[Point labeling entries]
'''
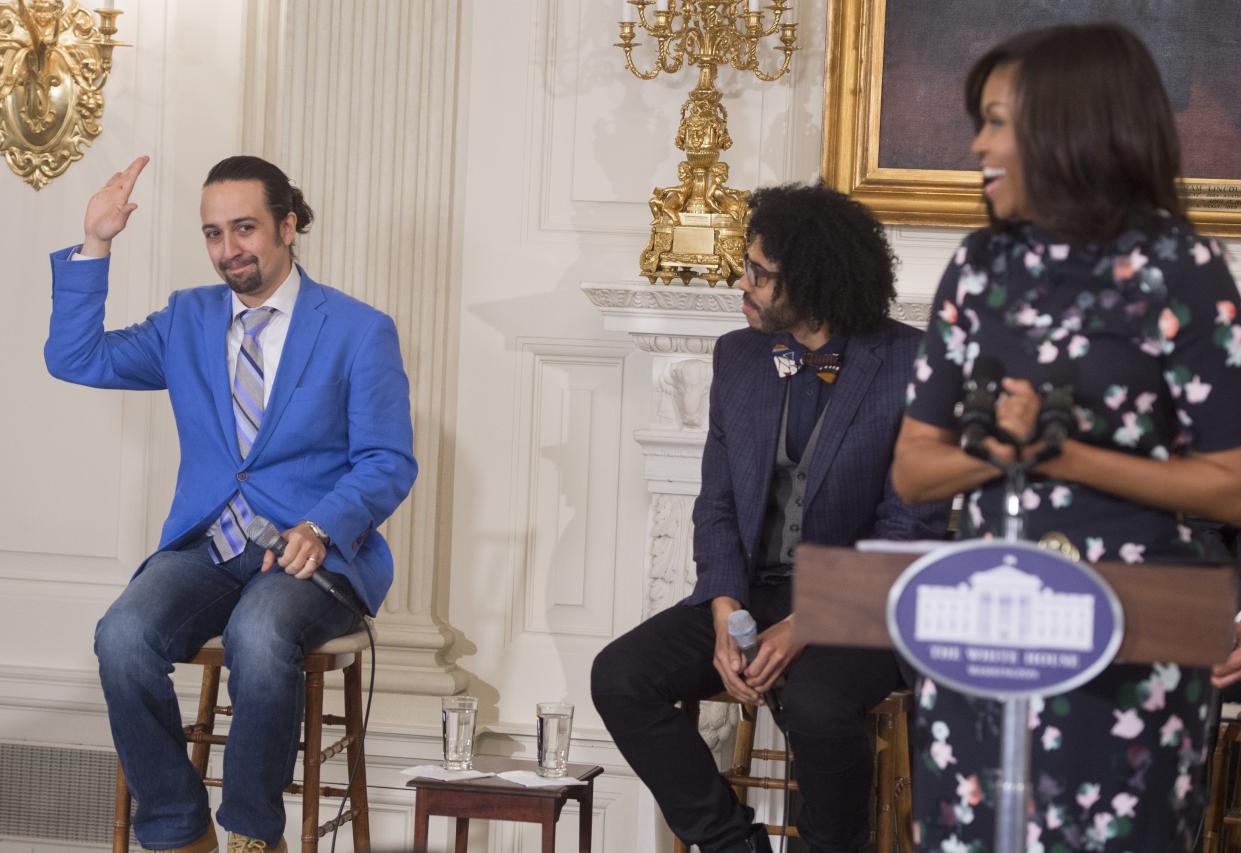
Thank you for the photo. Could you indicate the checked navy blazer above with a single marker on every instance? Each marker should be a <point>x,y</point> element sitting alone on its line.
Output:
<point>849,492</point>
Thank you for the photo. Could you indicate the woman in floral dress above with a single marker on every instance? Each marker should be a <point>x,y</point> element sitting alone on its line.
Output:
<point>1090,271</point>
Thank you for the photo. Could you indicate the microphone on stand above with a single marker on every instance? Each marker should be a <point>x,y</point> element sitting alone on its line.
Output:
<point>978,412</point>
<point>263,533</point>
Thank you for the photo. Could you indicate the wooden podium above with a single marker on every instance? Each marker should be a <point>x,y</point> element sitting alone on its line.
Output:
<point>1177,613</point>
<point>1182,613</point>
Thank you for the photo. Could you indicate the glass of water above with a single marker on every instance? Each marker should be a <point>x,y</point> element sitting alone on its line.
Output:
<point>458,714</point>
<point>554,729</point>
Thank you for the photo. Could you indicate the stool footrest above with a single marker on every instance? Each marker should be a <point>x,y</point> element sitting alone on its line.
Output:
<point>741,780</point>
<point>195,734</point>
<point>336,749</point>
<point>771,755</point>
<point>350,813</point>
<point>324,790</point>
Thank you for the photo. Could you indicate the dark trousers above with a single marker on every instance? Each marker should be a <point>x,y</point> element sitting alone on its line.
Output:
<point>638,678</point>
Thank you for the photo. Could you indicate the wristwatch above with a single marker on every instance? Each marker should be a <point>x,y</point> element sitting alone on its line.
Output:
<point>318,532</point>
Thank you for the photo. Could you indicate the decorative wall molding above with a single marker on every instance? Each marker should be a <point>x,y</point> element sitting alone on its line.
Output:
<point>334,83</point>
<point>566,448</point>
<point>915,313</point>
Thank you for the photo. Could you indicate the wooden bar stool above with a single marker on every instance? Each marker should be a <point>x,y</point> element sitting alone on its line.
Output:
<point>1221,832</point>
<point>894,796</point>
<point>341,653</point>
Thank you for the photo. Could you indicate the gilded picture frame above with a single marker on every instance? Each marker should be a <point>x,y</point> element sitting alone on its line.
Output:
<point>912,194</point>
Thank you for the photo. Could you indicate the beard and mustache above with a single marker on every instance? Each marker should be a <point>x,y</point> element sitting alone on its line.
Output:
<point>251,282</point>
<point>775,318</point>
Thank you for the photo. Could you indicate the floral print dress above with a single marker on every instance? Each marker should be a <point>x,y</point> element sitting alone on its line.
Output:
<point>1146,329</point>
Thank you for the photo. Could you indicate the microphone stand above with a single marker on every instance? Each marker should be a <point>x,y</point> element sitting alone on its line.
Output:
<point>1014,782</point>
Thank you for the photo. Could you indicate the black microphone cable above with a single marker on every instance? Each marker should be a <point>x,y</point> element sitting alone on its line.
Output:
<point>263,533</point>
<point>745,633</point>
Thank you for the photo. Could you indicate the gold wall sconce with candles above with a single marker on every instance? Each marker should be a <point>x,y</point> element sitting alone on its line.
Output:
<point>53,62</point>
<point>698,227</point>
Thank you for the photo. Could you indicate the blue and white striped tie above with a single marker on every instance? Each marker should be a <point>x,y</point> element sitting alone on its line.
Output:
<point>228,533</point>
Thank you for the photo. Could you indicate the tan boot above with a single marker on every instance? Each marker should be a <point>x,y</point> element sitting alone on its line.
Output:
<point>207,843</point>
<point>238,843</point>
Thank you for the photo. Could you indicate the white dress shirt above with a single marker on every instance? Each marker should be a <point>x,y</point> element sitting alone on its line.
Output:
<point>272,339</point>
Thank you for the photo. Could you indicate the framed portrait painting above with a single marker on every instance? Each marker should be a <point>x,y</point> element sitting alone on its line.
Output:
<point>896,134</point>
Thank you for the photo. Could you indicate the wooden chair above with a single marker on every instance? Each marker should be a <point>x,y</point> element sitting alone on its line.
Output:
<point>894,796</point>
<point>1221,832</point>
<point>341,653</point>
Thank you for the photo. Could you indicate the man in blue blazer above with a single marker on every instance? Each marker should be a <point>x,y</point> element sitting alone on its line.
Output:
<point>292,404</point>
<point>806,405</point>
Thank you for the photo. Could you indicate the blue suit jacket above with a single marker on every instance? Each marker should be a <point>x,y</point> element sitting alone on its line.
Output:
<point>336,441</point>
<point>849,493</point>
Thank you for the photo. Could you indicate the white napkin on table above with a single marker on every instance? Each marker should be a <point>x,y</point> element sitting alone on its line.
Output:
<point>438,772</point>
<point>531,780</point>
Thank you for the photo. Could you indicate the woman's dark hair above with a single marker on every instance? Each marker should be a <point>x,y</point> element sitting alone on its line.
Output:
<point>1093,128</point>
<point>282,196</point>
<point>834,260</point>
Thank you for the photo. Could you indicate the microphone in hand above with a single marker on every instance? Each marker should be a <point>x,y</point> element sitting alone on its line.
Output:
<point>978,412</point>
<point>1056,419</point>
<point>745,633</point>
<point>263,533</point>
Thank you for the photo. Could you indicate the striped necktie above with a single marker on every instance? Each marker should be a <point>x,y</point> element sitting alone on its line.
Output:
<point>228,533</point>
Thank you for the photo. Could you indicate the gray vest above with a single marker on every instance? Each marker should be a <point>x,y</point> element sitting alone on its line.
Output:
<point>786,502</point>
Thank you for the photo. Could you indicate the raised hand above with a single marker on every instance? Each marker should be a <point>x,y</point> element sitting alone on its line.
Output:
<point>108,210</point>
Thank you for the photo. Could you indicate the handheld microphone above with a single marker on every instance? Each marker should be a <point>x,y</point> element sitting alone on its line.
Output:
<point>743,632</point>
<point>1056,419</point>
<point>263,533</point>
<point>978,414</point>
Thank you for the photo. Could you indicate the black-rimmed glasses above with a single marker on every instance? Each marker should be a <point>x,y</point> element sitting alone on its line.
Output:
<point>758,275</point>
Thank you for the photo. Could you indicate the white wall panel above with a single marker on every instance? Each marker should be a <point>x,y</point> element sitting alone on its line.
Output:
<point>568,451</point>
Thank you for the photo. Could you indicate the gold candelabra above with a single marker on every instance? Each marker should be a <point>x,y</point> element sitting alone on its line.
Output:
<point>698,227</point>
<point>53,62</point>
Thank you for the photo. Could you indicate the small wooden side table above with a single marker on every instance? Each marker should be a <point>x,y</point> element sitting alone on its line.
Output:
<point>494,798</point>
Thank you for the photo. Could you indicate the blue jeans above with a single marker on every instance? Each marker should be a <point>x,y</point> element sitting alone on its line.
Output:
<point>178,601</point>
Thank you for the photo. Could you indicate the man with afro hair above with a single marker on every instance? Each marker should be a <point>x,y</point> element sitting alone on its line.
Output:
<point>804,410</point>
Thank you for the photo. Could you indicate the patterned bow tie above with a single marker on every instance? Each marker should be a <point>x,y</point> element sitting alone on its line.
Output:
<point>825,365</point>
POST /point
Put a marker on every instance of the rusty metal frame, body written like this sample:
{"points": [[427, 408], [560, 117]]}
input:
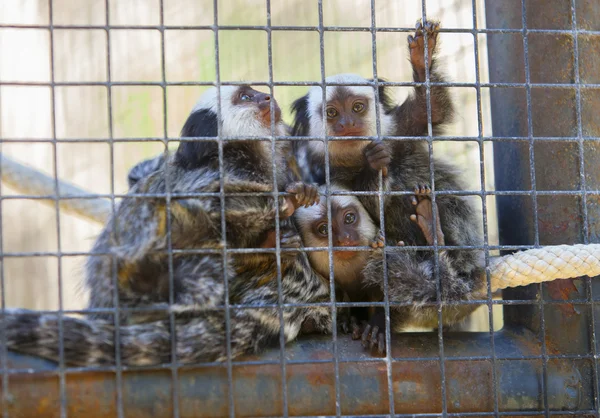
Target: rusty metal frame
{"points": [[544, 361]]}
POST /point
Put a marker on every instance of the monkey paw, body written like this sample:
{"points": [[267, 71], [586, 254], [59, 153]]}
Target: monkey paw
{"points": [[348, 324], [424, 214], [378, 241], [378, 156], [303, 194], [373, 335], [416, 45]]}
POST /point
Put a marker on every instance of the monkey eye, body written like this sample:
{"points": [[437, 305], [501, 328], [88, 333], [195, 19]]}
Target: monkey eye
{"points": [[322, 229], [358, 107]]}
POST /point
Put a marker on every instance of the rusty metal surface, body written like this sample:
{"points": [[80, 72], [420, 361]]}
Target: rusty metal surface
{"points": [[34, 389], [527, 164]]}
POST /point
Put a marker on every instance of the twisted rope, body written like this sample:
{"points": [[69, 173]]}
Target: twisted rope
{"points": [[519, 269], [544, 265], [29, 181]]}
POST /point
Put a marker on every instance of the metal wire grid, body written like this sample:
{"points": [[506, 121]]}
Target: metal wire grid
{"points": [[483, 193]]}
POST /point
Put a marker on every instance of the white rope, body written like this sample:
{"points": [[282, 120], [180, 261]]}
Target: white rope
{"points": [[29, 181], [544, 265], [519, 269]]}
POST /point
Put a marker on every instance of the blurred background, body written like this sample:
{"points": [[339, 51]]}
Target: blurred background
{"points": [[30, 110]]}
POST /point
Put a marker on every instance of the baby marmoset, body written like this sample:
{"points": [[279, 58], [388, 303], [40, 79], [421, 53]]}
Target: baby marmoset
{"points": [[139, 266], [411, 275], [355, 164]]}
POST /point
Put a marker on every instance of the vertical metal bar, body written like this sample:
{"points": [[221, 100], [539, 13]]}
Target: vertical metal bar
{"points": [[486, 249], [280, 300], [3, 349], [386, 300], [544, 381], [436, 252], [172, 323], [61, 341], [584, 208], [116, 301], [336, 365], [222, 198]]}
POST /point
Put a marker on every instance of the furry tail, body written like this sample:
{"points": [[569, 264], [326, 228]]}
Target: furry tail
{"points": [[87, 342]]}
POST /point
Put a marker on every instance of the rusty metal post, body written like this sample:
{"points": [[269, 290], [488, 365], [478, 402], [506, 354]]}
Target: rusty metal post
{"points": [[546, 151], [311, 382]]}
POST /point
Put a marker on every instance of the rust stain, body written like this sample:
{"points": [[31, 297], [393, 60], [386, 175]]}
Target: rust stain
{"points": [[563, 290]]}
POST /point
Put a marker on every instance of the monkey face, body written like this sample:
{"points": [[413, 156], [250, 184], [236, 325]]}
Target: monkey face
{"points": [[345, 227], [346, 113], [247, 96], [350, 224]]}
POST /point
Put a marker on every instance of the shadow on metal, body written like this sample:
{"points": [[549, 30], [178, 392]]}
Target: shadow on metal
{"points": [[34, 389]]}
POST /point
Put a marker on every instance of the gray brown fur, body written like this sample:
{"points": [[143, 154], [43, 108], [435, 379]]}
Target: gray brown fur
{"points": [[138, 261], [412, 277]]}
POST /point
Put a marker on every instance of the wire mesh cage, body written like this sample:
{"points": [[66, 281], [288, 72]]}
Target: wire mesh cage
{"points": [[89, 89]]}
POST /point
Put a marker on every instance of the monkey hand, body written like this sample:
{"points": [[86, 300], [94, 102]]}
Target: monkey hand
{"points": [[423, 216], [302, 194], [416, 45], [378, 156], [374, 333]]}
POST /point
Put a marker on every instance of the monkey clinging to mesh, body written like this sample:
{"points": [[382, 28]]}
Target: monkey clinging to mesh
{"points": [[138, 268], [351, 227], [355, 164], [411, 273]]}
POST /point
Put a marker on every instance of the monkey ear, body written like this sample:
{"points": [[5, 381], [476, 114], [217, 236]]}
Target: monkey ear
{"points": [[143, 169], [301, 124], [193, 154]]}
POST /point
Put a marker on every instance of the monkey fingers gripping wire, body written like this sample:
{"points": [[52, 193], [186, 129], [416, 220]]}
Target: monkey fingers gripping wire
{"points": [[519, 269]]}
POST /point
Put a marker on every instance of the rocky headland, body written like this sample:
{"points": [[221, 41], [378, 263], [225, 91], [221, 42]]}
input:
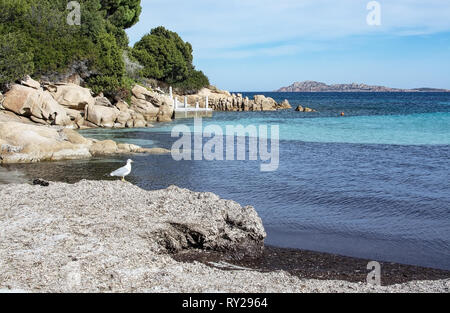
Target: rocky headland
{"points": [[38, 119], [313, 86], [115, 237]]}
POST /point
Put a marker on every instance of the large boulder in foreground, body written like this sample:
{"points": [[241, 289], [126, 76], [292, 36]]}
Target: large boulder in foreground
{"points": [[101, 115], [109, 236], [24, 143], [71, 96], [29, 143]]}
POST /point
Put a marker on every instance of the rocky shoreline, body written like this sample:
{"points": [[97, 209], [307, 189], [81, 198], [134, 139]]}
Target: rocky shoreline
{"points": [[38, 119], [115, 237]]}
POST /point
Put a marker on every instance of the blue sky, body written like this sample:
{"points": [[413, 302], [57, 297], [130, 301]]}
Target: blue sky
{"points": [[261, 45]]}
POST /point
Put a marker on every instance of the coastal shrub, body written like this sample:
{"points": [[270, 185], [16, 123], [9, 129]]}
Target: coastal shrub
{"points": [[167, 58], [44, 44], [15, 61]]}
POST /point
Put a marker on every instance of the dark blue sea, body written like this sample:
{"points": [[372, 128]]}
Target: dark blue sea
{"points": [[372, 184]]}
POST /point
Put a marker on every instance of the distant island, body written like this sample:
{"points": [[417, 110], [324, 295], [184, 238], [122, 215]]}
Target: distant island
{"points": [[313, 86]]}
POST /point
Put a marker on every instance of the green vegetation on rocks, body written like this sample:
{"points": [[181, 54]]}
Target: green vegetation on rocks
{"points": [[37, 40]]}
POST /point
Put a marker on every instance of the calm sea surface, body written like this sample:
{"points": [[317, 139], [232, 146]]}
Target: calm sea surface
{"points": [[373, 184]]}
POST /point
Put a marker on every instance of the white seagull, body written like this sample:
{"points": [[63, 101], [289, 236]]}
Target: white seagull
{"points": [[123, 171]]}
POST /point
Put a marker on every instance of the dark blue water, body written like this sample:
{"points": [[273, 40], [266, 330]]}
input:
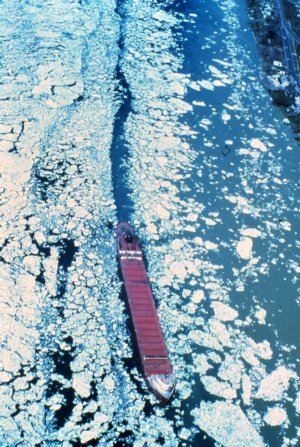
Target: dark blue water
{"points": [[150, 112]]}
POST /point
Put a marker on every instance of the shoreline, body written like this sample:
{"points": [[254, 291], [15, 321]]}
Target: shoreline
{"points": [[276, 28]]}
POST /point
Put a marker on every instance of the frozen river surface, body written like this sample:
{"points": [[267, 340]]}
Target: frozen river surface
{"points": [[152, 112]]}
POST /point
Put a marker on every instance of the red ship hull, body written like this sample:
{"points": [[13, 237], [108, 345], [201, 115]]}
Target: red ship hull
{"points": [[153, 352]]}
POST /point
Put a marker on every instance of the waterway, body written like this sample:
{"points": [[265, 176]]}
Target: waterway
{"points": [[150, 112]]}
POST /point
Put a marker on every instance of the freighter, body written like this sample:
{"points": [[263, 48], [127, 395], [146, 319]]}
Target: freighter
{"points": [[151, 345]]}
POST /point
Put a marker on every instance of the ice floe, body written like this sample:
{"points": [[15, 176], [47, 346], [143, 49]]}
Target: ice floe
{"points": [[275, 385], [276, 416], [227, 424]]}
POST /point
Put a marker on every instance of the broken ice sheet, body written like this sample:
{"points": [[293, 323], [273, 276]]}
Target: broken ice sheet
{"points": [[227, 424]]}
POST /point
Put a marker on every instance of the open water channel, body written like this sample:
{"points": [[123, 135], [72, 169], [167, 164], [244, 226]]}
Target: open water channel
{"points": [[152, 112]]}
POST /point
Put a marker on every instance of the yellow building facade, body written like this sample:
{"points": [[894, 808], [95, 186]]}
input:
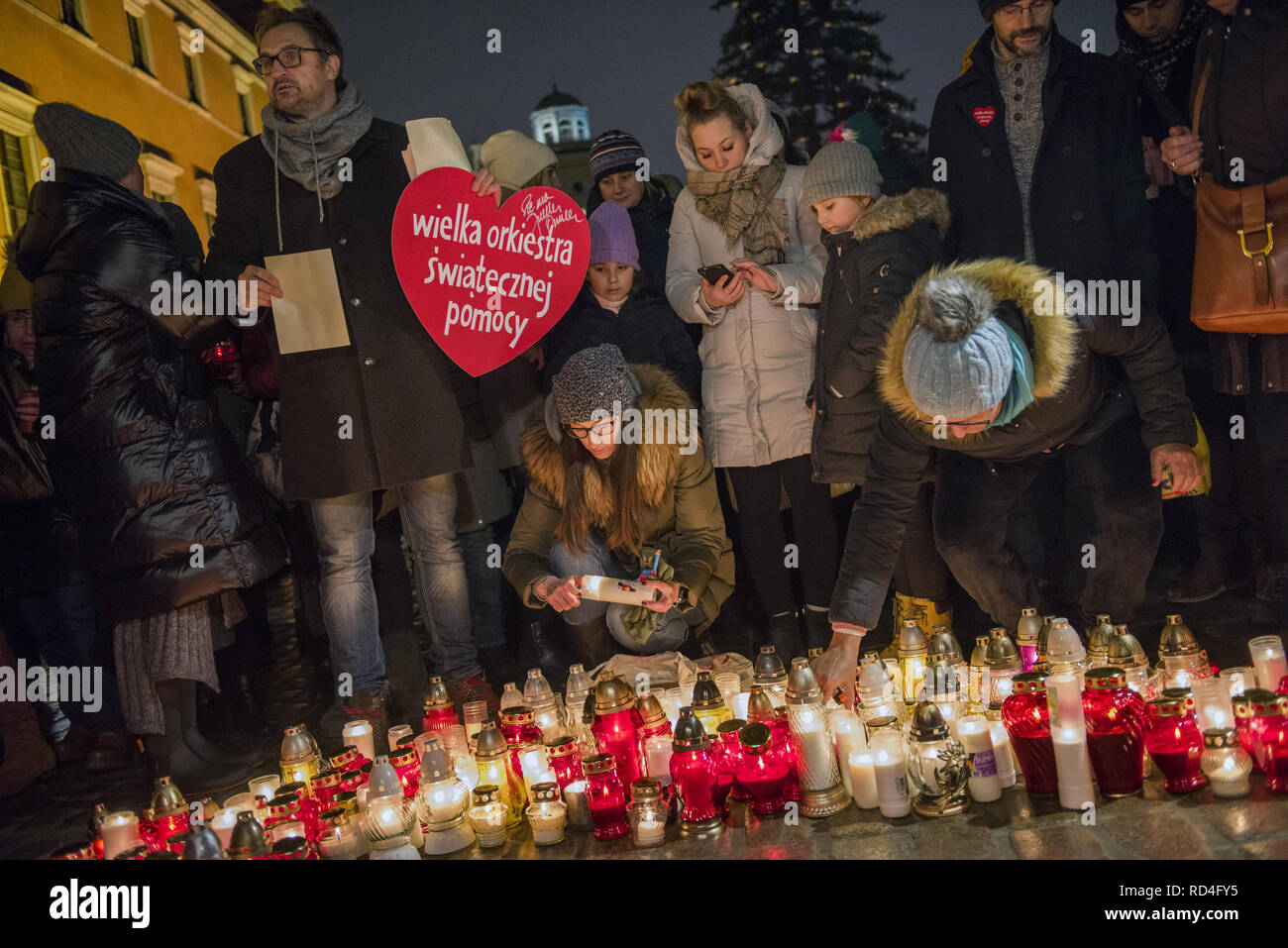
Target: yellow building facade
{"points": [[175, 72]]}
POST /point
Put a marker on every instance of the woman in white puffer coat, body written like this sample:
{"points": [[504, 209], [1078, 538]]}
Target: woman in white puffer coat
{"points": [[742, 207]]}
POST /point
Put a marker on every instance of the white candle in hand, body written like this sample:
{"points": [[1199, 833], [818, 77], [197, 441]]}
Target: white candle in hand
{"points": [[986, 784], [1003, 754], [1073, 768], [863, 779]]}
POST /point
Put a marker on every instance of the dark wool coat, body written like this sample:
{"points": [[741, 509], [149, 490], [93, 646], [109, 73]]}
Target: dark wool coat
{"points": [[683, 515], [1245, 115], [870, 269], [1077, 394], [645, 329], [1087, 201], [391, 381], [140, 454]]}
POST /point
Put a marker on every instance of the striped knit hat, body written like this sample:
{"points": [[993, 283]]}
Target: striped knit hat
{"points": [[612, 153]]}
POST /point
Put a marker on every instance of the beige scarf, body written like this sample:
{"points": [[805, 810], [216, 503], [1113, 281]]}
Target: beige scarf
{"points": [[742, 202]]}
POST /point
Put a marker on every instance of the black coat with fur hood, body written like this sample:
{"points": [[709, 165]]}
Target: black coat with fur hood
{"points": [[679, 489], [1078, 393], [870, 269]]}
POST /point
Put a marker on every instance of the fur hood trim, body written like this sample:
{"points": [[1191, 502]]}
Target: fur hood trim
{"points": [[658, 463], [902, 211], [1052, 337]]}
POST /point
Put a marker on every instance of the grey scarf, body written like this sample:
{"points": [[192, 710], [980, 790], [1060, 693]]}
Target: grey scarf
{"points": [[309, 151]]}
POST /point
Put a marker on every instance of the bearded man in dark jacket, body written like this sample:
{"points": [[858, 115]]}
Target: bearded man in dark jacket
{"points": [[168, 519], [327, 174]]}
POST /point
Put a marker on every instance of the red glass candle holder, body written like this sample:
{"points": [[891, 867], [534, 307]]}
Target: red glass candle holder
{"points": [[617, 732], [760, 772], [1116, 732], [1175, 743], [729, 759], [786, 754], [1028, 724], [605, 797], [565, 760]]}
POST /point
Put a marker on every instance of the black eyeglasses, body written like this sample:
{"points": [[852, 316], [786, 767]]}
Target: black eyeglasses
{"points": [[288, 58]]}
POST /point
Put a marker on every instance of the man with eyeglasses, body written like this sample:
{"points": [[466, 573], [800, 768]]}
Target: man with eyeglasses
{"points": [[378, 412]]}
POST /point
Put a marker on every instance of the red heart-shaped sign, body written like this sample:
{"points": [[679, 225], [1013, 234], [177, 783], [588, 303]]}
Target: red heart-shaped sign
{"points": [[487, 282]]}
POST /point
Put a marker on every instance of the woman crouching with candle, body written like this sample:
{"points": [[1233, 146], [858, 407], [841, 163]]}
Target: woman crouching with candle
{"points": [[617, 468]]}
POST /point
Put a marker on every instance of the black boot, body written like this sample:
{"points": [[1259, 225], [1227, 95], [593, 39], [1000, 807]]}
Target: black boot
{"points": [[785, 636]]}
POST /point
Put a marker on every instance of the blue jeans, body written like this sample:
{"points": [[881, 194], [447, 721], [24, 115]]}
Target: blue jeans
{"points": [[347, 539], [670, 627]]}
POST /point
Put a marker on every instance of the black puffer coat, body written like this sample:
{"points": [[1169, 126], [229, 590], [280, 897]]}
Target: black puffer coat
{"points": [[870, 269], [651, 219], [138, 453]]}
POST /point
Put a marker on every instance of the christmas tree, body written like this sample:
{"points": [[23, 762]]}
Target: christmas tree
{"points": [[820, 60]]}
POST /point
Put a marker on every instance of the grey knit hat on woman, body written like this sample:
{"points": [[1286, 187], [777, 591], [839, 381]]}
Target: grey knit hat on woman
{"points": [[841, 168], [957, 361], [85, 142], [591, 380]]}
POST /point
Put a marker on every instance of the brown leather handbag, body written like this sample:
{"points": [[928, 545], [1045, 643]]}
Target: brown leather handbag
{"points": [[1240, 272]]}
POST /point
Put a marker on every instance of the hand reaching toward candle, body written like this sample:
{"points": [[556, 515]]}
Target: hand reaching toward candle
{"points": [[838, 665]]}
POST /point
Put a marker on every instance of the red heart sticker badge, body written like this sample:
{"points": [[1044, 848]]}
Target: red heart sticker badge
{"points": [[487, 282]]}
'''
▶ **EXERCISE AIM**
Begin at the line that has "Thank you for the photo. Could you indicate the microphone on" and stop after the line that has "<point>1182,613</point>", and write out every line in that range again, requests included. Multiply each coordinate in the answers by 0.5 and round the results to whole numbers, rounding halves up.

▶ **COMPLETE OUTPUT**
Thank you for the photo. Could you indicate the microphone on stand above with a single marker on every instance? Each marker should be a <point>x,y</point> element sitting alone on its line.
Output:
<point>489,206</point>
<point>132,267</point>
Thank you for the photo. Could you indicate the wooden podium above with a single marker on every instance? Each marker should be a <point>x,y</point> element sitting alone on its line.
Output:
<point>589,307</point>
<point>591,307</point>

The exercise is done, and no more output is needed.